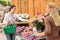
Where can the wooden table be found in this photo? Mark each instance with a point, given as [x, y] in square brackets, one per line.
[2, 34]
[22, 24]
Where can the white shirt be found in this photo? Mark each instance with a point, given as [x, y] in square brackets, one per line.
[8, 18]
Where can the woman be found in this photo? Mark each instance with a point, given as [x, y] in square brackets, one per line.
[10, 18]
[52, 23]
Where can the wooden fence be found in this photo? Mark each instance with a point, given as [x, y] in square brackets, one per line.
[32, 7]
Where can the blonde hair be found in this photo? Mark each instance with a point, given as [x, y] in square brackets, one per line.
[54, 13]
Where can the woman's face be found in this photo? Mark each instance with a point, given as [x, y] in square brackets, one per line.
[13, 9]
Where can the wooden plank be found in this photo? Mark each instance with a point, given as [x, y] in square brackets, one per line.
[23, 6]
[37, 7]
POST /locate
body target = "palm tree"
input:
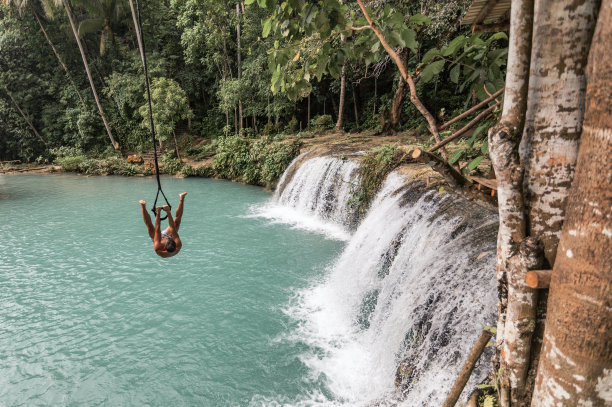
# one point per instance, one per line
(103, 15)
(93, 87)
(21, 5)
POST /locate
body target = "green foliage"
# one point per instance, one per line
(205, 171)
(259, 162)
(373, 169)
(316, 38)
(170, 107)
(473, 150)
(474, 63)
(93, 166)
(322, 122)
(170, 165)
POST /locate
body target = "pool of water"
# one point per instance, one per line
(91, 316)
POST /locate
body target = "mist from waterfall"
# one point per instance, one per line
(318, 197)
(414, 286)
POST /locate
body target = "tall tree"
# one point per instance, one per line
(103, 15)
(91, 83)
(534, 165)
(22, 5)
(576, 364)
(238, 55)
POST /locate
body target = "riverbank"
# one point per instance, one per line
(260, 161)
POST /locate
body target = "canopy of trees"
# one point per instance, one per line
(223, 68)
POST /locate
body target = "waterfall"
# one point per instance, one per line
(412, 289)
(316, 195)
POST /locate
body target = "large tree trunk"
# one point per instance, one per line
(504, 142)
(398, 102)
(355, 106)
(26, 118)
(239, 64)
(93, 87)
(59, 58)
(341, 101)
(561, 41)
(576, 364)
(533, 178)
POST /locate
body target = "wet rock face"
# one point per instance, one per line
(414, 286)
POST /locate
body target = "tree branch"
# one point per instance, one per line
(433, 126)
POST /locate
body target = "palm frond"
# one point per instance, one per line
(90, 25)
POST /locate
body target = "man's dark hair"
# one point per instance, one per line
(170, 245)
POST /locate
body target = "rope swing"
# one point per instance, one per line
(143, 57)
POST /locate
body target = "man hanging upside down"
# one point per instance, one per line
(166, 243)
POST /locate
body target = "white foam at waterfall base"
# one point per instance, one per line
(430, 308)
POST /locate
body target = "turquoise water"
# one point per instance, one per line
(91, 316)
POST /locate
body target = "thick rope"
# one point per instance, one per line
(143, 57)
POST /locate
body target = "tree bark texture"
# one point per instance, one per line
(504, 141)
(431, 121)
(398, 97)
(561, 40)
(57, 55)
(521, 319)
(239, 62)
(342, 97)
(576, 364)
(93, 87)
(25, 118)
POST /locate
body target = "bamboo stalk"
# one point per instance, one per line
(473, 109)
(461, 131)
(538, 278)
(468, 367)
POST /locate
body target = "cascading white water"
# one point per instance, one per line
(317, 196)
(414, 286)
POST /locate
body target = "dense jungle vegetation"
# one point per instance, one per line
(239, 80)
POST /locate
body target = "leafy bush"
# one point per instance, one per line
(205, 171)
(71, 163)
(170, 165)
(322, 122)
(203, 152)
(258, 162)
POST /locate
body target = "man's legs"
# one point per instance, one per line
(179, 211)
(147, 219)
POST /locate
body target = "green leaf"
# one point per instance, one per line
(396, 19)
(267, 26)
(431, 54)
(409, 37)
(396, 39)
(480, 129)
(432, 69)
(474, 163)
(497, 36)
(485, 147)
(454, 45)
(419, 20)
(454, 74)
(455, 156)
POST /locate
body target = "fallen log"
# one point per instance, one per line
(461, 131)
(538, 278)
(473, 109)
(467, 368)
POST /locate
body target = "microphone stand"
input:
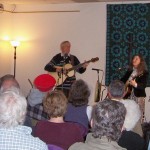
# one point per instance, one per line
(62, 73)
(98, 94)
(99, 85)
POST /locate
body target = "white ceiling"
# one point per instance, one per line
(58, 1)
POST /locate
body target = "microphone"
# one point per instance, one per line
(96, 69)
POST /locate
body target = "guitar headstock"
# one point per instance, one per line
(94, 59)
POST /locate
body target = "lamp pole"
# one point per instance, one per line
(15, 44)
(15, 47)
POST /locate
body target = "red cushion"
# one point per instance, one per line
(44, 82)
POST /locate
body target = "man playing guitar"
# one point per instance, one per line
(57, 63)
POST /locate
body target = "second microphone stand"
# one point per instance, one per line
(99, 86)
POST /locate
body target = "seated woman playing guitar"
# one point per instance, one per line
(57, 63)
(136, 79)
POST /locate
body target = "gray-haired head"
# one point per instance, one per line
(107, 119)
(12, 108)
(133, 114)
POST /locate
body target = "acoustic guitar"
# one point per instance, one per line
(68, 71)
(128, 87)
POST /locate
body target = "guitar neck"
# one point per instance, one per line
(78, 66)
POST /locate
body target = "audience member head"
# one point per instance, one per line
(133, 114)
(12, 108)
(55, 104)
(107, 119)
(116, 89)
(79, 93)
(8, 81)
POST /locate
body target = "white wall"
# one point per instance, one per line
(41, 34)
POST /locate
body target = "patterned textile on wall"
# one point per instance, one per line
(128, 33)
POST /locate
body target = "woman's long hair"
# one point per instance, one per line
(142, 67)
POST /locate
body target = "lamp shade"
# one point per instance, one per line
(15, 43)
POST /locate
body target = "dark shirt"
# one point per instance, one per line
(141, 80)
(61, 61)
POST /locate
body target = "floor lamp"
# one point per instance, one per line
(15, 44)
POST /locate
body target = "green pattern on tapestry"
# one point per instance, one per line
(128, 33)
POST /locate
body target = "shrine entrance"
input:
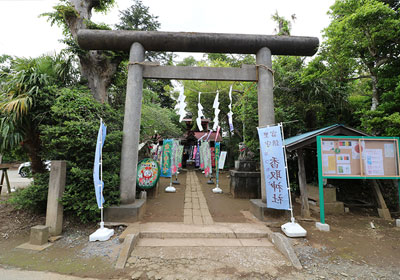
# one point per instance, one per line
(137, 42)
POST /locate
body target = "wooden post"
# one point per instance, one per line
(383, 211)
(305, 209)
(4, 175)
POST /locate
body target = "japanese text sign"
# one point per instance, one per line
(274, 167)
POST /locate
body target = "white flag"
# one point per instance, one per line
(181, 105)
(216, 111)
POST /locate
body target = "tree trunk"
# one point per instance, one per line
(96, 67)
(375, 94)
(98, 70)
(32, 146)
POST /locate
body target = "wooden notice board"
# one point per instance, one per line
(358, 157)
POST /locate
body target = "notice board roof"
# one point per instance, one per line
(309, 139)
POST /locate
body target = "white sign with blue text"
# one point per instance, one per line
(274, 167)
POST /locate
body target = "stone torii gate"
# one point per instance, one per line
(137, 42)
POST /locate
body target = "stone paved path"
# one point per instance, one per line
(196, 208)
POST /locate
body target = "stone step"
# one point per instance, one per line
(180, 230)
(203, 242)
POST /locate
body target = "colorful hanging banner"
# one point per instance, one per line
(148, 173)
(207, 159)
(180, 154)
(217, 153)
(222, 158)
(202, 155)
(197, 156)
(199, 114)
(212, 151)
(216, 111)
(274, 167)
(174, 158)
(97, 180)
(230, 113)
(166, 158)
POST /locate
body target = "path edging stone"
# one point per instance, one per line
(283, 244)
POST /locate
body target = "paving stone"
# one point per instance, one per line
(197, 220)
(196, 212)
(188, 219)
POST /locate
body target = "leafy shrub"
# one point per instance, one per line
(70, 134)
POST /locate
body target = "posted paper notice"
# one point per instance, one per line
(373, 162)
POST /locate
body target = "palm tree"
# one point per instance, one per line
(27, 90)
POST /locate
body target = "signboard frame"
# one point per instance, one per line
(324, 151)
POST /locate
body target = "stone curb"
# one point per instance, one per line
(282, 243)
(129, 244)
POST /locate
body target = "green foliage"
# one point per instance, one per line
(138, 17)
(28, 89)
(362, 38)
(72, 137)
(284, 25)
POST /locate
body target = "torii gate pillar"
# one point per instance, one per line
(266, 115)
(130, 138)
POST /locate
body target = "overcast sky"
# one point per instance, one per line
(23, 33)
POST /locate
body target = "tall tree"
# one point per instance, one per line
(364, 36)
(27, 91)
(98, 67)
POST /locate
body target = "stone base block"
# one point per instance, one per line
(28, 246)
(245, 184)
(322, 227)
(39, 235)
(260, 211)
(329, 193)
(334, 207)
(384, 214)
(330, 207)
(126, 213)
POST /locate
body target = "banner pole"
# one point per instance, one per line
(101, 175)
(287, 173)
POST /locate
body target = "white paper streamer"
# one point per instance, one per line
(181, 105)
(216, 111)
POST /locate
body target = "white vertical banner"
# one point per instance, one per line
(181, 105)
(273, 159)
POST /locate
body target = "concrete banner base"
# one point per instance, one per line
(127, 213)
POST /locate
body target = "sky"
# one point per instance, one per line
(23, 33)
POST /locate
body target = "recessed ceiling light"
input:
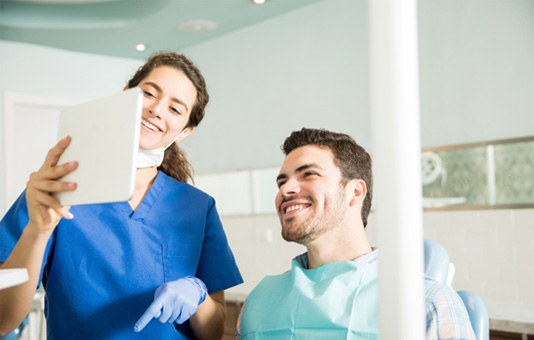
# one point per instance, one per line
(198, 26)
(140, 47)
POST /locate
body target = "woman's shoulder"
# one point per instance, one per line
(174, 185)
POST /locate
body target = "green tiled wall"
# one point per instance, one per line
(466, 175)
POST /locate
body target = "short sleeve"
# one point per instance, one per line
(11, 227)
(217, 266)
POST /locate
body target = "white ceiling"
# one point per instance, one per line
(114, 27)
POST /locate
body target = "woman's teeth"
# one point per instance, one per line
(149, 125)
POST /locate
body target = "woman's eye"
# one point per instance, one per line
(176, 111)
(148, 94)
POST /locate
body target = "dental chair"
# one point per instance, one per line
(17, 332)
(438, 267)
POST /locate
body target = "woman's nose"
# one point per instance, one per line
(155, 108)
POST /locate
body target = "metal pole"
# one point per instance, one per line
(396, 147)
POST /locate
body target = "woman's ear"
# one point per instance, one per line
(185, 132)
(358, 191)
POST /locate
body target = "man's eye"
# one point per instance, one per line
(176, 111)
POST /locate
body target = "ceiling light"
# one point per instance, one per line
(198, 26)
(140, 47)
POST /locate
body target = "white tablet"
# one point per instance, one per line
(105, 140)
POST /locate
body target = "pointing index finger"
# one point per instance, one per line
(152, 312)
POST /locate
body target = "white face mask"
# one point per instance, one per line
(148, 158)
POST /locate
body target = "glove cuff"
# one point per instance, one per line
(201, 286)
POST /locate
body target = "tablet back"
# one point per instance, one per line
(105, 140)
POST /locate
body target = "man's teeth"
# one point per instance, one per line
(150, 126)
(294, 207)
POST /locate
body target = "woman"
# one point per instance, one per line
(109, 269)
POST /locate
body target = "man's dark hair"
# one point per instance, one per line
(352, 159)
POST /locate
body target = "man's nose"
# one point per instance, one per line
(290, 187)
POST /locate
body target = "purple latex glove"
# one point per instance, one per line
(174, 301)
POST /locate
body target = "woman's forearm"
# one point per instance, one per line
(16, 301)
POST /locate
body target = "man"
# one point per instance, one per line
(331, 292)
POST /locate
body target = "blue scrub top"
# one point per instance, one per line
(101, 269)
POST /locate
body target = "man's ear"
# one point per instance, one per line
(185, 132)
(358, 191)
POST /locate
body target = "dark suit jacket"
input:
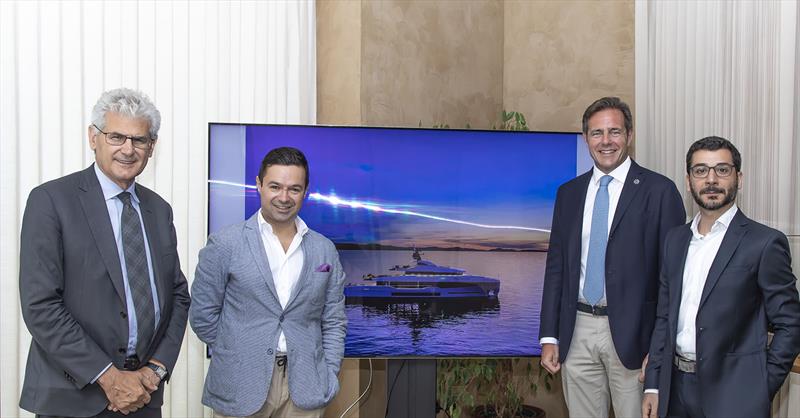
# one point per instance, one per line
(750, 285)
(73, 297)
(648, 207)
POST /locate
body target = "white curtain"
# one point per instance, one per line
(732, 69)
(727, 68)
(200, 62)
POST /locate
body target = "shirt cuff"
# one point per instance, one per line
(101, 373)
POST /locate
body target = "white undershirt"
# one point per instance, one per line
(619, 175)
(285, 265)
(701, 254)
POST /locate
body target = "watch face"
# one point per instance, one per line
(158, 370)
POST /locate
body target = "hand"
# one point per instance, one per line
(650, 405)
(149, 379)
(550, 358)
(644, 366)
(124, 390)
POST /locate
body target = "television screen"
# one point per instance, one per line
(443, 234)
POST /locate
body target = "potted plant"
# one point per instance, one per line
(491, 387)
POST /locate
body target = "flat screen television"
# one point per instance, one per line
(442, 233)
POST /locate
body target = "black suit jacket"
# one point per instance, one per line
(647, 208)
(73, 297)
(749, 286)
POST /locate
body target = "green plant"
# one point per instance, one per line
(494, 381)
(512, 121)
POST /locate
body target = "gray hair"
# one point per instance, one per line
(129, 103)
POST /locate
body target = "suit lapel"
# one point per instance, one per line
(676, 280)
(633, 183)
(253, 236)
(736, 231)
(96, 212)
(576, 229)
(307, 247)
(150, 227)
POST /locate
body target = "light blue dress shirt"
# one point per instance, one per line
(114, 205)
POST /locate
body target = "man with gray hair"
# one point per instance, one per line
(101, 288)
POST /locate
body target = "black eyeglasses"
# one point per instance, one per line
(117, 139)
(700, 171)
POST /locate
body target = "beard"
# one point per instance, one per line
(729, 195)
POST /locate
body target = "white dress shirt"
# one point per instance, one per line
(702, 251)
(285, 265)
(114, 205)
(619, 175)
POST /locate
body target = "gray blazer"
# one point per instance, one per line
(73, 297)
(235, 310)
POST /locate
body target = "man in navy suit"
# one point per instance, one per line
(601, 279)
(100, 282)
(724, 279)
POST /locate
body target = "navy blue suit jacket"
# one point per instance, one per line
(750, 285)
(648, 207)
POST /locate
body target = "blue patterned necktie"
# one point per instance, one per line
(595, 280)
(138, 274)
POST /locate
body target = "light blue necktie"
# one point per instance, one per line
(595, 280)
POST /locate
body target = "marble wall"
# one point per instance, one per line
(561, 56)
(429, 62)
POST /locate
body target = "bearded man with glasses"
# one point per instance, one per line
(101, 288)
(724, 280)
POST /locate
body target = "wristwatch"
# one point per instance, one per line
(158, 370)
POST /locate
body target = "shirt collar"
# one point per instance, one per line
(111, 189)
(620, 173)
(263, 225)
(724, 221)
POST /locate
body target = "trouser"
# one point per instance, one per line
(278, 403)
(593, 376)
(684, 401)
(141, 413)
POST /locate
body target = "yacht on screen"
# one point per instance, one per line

# # #

*What you will do*
Find each line of the data above that holds the word "notice", then copy it.

*Your solution*
body target = "wooden notice board"
body target = "notice board roof"
body target = "posted paper notice"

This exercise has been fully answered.